If you want to give a cake to a person, I suppose I could whip you up a gift certificate for that person. Get in touch.

And if you want something other than a cake, get in touch. I could maybe work something out for you.

Oh, and hey. Share this post with a friend, using the buttons. I am off the Facebook but still use Instagram.

You can also take pix of your cakes and post on Instagram with my inventive hashtag: #charmcityedibles. That would not suck.

Living The Creative Life: Smith Island Cake

sunlight shining from behind a tree and a bright blue sky.
Ceci n’est pas une piéce de gateau. Desolée.

This is about a delicious cake, and the creative life, and how they are intertwined with each other.

It has been almost exactly a month since my last blog in this space, and I think that might just be my rhythm now. I never wanted this blog to be a space where I felt obligated to post – where’s the fun in that?

Such irregular posting does violate the cardinal rules of Building An Audience, though. I also don’t stuff my posts with keywords (long-tail or otherwise) or have ads on my site. I have only just within the last year or so started putting the recipe in the title, but my titles still won’t win any awards (or drive much traffic, if I am honest, which I always try to be).

But here’s the thing: this blog, and the recipes I make and share IRL and in this space, reflect my creative practice as it evolves.

Lines of data:

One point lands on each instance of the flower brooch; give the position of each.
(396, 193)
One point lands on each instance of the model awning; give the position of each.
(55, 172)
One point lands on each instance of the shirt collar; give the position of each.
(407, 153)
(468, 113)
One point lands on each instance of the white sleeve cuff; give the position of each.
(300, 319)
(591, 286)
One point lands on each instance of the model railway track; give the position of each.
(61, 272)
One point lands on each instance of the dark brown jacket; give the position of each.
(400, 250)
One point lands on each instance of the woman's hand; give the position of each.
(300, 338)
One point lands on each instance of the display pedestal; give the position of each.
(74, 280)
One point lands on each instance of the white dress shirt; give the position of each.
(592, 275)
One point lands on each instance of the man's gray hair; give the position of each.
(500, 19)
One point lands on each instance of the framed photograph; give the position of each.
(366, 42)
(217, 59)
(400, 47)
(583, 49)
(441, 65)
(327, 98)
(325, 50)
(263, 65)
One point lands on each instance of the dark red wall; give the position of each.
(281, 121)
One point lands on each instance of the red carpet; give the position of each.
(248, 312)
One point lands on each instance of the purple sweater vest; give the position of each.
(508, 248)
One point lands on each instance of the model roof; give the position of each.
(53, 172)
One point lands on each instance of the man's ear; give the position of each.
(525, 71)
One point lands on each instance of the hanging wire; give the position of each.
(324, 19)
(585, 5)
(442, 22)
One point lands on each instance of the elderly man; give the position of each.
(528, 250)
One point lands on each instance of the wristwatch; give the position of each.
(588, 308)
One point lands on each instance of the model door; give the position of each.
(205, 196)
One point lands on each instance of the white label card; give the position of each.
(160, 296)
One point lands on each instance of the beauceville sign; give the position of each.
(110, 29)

Problems to work on ->
1) From the cake blog excerpt, set down the stretch from "If you want to" through "would not suck.".
2) In the cake blog excerpt, which topics does the writer say the post is about?
3) Shorten the paragraph of the cake blog excerpt that begins "Such irregular posting does violate", keeping its main facts.

Responses per task ->
1)
If you want to give a cake to a person, I suppose I could whip you up a gift certificate for that person. Get in touch.

And if you want something other than a cake, get in touch. I could maybe work something out for you.

Oh, and hey. Share this post with a friend, using the buttons. I am off the Facebook but still use Instagram.

You can also take pix of your cakes and post on Instagram with my inventive hashtag: #charmcityedibles. That would not suck.

2)
- A delicious cake
- The creative life
- How the two are intertwined with each other

3) Posting irregularly breaks the cardinal rules of Building An Audience. The writer also doesn't stuff posts with keywords and runs no ads. Only within about the last year has the writer started putting the recipe in the title, and the titles still won't win awards or drive much traffic.